それは、数秒ごとに移り変わるアートスタイルからも見て取れます。少し前に見ていたスタイルを思い出せないくらい目まぐるしく変化する画面は、「標準」を設定しないという意図でしょうか。
ジャパニメーション風の女の子にとってはジャパニメーションの世界が普通なわけです。前作ではまだまだマイルスの世界から浮いていた彼女は、地の絵の変化が凄まじい今作においてはいたって自然に背景に溶け込んでいます。そこにおいては誰もが特殊でありながら誰もが特殊ではないのです。

たとえば20世紀の美術や建築におけるモダニズムが場所や歴史の拘束から抜け出し、地球上どの場所にも平等に降る太陽の光のような透明な普遍性を目指したものだと一応言うことができるとして、それに比べて『アクロス〜』が描こうとしている世界はどうかといえば、それぞれの場所、個人史も含めた歴史に翻弄されながらも懸命に生きているあらゆる存在の様態が不透明な塗りでそれぞれに主張され、併存している世界だと言えるのではないでしょうか。

で、じゃあそんな素晴らしい理念を感じられる作品になぜ僕が乗り切れなかったかと言えば、それは先に書いたアートスタイルの過剰に関係するのです。
それぞれの存在の様態がそれぞれに並び立ち、個々がその特性のゆえに降りかかる理不尽を打ち破るというメッセージとは反対のものを僕は画面から感じ取ってしまったのです。

ジャパニメーションからセックス・ピストルズ風のスタイル、印象派風、ルネサンス風という節操のないスタイルが、暴力的なまでに高いクオリティで一本の映画にまとめ上げられている。

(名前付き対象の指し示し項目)
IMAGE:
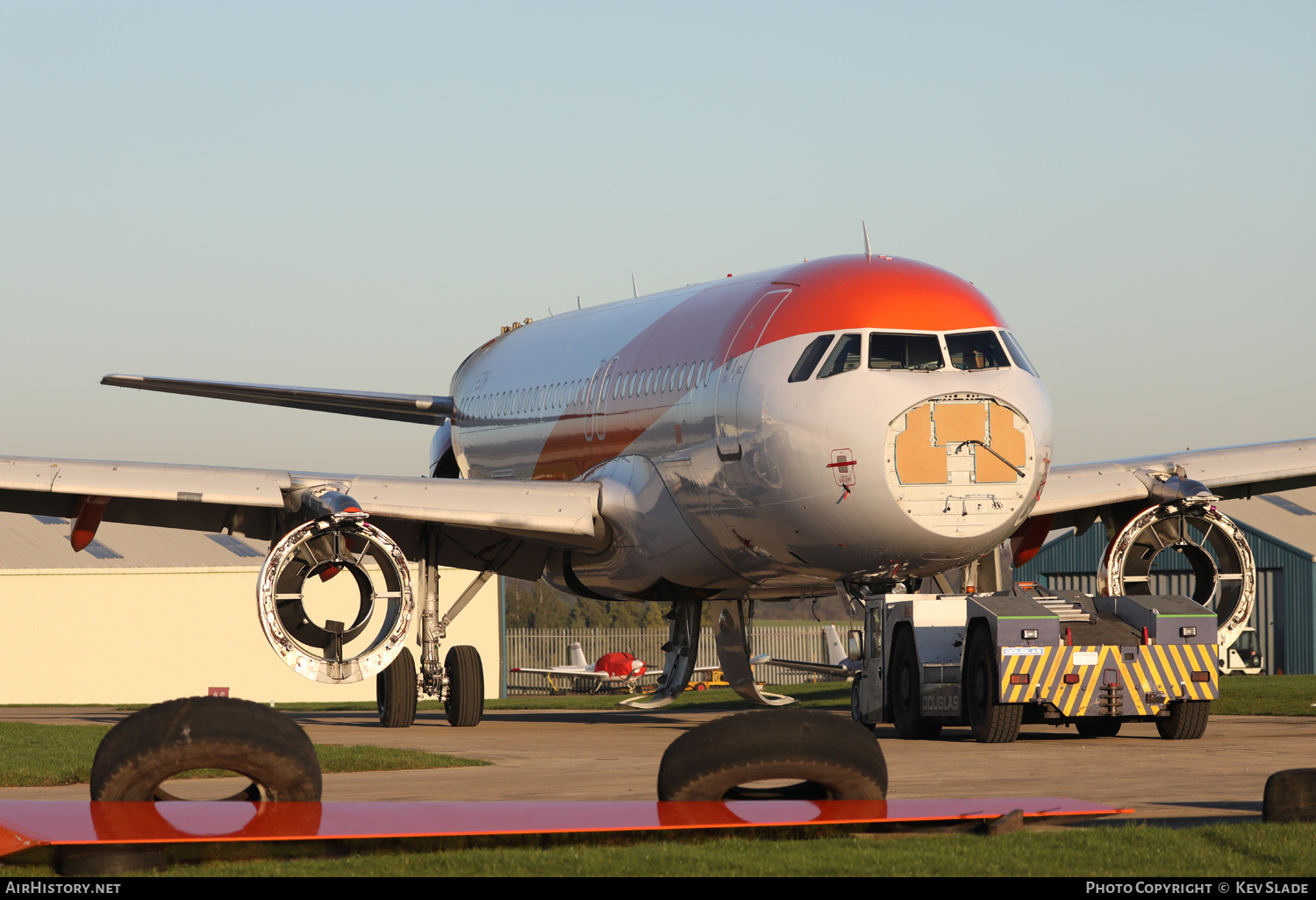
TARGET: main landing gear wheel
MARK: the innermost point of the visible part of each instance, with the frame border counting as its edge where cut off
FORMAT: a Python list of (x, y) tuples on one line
[(905, 692), (465, 703), (1187, 720), (395, 692), (1092, 728), (991, 721), (262, 744), (820, 755)]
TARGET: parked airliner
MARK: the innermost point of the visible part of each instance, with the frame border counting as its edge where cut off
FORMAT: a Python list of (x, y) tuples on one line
[(847, 425)]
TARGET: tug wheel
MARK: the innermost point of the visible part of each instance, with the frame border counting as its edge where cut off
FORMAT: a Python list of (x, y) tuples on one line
[(991, 721), (905, 692), (1187, 720)]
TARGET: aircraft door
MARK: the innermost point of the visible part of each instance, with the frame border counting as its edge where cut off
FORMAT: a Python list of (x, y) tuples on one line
[(599, 407), (747, 336)]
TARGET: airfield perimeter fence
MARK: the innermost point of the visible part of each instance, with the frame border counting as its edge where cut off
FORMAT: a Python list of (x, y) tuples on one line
[(541, 647)]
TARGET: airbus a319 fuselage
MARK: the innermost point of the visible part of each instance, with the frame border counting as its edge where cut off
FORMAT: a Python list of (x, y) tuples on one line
[(849, 418), (842, 425)]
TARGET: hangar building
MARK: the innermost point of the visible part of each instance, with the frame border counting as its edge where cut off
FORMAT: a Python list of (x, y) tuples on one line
[(153, 613), (1281, 531)]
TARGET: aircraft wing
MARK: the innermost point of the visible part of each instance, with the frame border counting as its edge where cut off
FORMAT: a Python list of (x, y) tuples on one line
[(515, 523), (1228, 473), (819, 668), (420, 408)]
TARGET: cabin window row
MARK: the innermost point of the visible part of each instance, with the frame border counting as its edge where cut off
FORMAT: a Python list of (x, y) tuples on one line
[(968, 350), (566, 395)]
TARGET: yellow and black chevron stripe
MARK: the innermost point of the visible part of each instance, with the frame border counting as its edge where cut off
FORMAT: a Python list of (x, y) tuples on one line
[(1158, 668)]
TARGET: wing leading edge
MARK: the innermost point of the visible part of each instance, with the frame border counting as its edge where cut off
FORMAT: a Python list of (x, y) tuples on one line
[(516, 523), (421, 408), (1229, 473)]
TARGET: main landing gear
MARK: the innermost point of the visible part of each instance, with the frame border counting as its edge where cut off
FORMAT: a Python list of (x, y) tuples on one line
[(458, 682)]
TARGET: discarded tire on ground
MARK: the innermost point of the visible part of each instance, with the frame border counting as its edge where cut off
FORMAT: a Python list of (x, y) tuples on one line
[(820, 755), (1290, 796), (150, 746)]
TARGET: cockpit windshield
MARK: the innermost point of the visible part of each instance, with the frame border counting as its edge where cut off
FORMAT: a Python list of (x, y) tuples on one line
[(921, 352), (976, 350), (845, 357), (1018, 353)]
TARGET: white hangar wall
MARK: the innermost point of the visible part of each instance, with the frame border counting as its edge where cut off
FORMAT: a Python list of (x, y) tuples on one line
[(107, 632)]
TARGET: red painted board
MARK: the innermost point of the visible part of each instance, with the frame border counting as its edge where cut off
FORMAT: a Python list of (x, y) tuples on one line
[(31, 823)]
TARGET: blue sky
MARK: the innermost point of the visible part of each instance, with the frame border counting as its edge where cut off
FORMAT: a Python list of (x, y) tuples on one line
[(357, 195)]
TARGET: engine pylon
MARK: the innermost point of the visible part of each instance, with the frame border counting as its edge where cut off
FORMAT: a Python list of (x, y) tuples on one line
[(1216, 549), (336, 652)]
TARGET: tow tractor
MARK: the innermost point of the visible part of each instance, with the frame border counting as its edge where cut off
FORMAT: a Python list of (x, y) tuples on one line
[(999, 661)]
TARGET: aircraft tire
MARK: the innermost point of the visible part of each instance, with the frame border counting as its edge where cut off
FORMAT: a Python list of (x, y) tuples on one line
[(855, 704), (1187, 720), (905, 692), (832, 760), (178, 736), (991, 721), (465, 704), (1098, 726), (395, 691), (1290, 796)]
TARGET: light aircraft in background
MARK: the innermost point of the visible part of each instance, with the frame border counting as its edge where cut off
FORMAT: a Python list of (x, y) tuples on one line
[(852, 425), (611, 670)]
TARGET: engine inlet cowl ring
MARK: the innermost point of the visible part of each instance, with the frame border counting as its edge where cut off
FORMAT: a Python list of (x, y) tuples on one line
[(324, 549), (1213, 546)]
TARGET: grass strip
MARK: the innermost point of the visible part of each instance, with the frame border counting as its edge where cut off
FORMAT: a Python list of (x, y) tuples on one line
[(1253, 849), (1266, 695), (41, 755)]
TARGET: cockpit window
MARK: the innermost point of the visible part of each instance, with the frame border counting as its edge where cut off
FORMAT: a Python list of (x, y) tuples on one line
[(905, 352), (976, 350), (848, 354), (1018, 353), (810, 358)]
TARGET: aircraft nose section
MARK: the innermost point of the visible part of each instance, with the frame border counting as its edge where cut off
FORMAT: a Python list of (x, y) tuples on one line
[(961, 465)]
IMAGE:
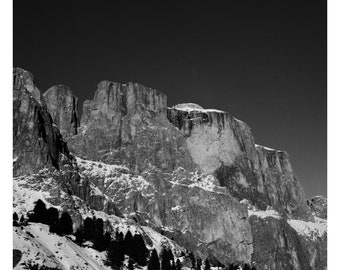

• 課題内容: 提供テキストの「ジャパニメーション風の女の子」から下って「ら感じ取ってしまったのです。」までを、一字一句そのまま繰り返してもらえますか？

• 課題結果:
ジャパニメーション風の女の子にとってはジャパニメーションの世界が普通なわけです。前作ではまだまだマイルスの世界から浮いていた彼女は、地の絵の変化が凄まじい今作においてはいたって自然に背景に溶け込んでいます。そこにおいては誰もが特殊でありながら誰もが特殊ではないのです。

たとえば20世紀の美術や建築におけるモダニズムが場所や歴史の拘束から抜け出し、地球上どの場所にも平等に降る太陽の光のような透明な普遍性を目指したものだと一応言うことができるとして、それに比べて『アクロス〜』が描こうとしている世界はどうかといえば、それぞれの場所、個人史も含めた歴史に翻弄されながらも懸命に生きているあらゆる存在の様態が不透明な塗りでそれぞれに主張され、併存している世界だと言えるのではないでしょうか。

で、じゃあそんな素晴らしい理念を感じられる作品になぜ僕が乗り切れなかったかと言えば、それは先に書いたアートスタイルの過剰に関係するのです。
それぞれの存在の様態がそれぞれに並び立ち、個々がその特性のゆえに降りかかる理不尽を打ち破るというメッセージとは反対のものを僕は画面から感じ取ってしまったのです。